_PASSAGE GIVEN_
===============
Without a way to reproduce the problem, I'm not going to be able to debug it. Are you by any chance able to give complete instructions to reproduce it in a cloud VM of some sort? That way, I could follow them to reproduce.

Note v0.2.9 of jax is pretty old, there are dozens of releases between 0.2.9 and 0.3.0. (The third digit is not a decimal value).

hawkinsp avatar Mar 04 '22 16:03 hawkinsp

Can you share the output of nvidia-smi topo -m ?

hawkinsp avatar Mar 07 '22 18:03 hawkinsp

$ nvidia-smi topo -m
	GPU0	GPU1	GPU2	GPU3	mlx5_0	mlx5_1	mlx5_2	mlx5_3	CPU Affinity	NUMA Affinity
GPU0	 X 	PXB	SYS	SYS	SYS	SYS	SYS	SYS	0-27	0
GPU1	PXB	 X 	SYS	SYS	SYS	SYS	SYS	SYS	0-27	0
GPU2	SYS	SYS	 X 	PXB	PXB	PXB	PXB	PXB	28-55	1
GPU3	SYS	SYS	PXB	 X 	PXB	PXB	PXB	PXB	28-55	1
mlx5_0	SYS	SYS	PXB	PXB	 X 	PIX	PIX	PIX		
mlx5_1	SYS	SYS	PXB	PXB	PIX	 X 	PIX	PIX		
mlx5_2	SYS	SYS	PXB	PXB	PIX	PIX	 X 	PIX		
mlx5_3	SYS	SYS	PXB	PXB	PIX	PIX	PIX	 X 		

Legend:

  X    = Self
  SYS  = Connection traversing PCIe as well as the SMP interconnect between NUMA nodes (e.g., QPI/UPI)
  NODE = Connection traversing PCIe as well as the interconnect between PCIe Host Bridges within a NUMA node
  PHB  = Connection traversing PCIe as well as a PCIe Host Bridge (typically the CPU)
  PXB  = Connection traversing multiple PCIe bridges (without traversing the PCIe Host Bridge)
  PIX  = Connection traversing at most a single PCIe bridge
  NV#  = Connection traversing a bonded set of # NVLinks

stefanozampini avatar Mar 07 '22 18:03 stefanozampini

Was this issue resolved? @stefanozampini

sudhakarsingh27 avatar Aug 08 '22 20:08 sudhakarsingh27

Closing since no activity, feel free to open again with more info!


Edit: For such issues, it's a good idea to check the correctness of GPUs communication with nccl-tests

sudhakarsingh27 avatar Aug 24 '22 19:08 sudhakarsingh27
===============
_EXTRACTED MATERIAL_
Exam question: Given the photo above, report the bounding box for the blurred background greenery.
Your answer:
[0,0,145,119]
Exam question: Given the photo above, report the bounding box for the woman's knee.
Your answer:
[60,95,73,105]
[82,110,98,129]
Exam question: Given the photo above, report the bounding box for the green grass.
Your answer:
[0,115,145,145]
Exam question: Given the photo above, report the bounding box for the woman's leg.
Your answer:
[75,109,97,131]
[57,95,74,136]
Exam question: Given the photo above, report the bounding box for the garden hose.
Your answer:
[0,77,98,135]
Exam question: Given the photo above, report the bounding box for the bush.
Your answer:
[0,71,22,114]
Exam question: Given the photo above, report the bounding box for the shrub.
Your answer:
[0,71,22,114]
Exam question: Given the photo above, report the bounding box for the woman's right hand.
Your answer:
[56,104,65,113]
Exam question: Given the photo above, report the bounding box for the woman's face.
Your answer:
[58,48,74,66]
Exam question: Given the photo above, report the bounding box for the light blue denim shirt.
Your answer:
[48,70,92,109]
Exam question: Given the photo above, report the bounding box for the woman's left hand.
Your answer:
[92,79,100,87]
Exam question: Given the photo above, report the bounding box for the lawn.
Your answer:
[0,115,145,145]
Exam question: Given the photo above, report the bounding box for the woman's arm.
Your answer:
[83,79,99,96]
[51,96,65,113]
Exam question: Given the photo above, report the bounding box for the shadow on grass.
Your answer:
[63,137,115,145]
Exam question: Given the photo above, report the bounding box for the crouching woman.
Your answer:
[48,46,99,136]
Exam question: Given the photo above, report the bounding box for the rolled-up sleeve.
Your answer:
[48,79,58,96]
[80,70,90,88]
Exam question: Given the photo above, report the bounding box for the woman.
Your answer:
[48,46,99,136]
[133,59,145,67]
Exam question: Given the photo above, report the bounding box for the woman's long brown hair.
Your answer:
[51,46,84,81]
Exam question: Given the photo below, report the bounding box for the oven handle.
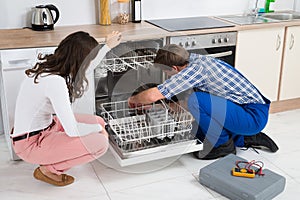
===============
_EXERCISE REQUIREMENTS_
a. Return the part of the issue thread from "stefanozampini avatar Mar" up to and including "with more info!".
b. Summarize the issue thread in three sentences.
Rely on the issue thread alone, not on the material.

_THE RESPONSES_
a.
stefanozampini avatar Mar 07 '22 18:03 stefanozampini

Was this issue resolved? @stefanozampini

sudhakarsingh27 avatar Aug 08 '22 20:08 sudhakarsingh27

Closing since no activity, feel free to open again with more info!

b. A maintainer says the problem can't be debugged without a way to reproduce it and asks for complete instructions to reproduce it in a cloud VM, also noting that jax v0.2.9 is pretty old. Asked for the output of nvidia-smi topo -m, stefanozampini posts a topology table for four GPUs and four mlx5 devices, along with a legend explaining the connection types. Months later the issue is closed for lack of activity, with advice to check the correctness of GPU communication with nccl-tests.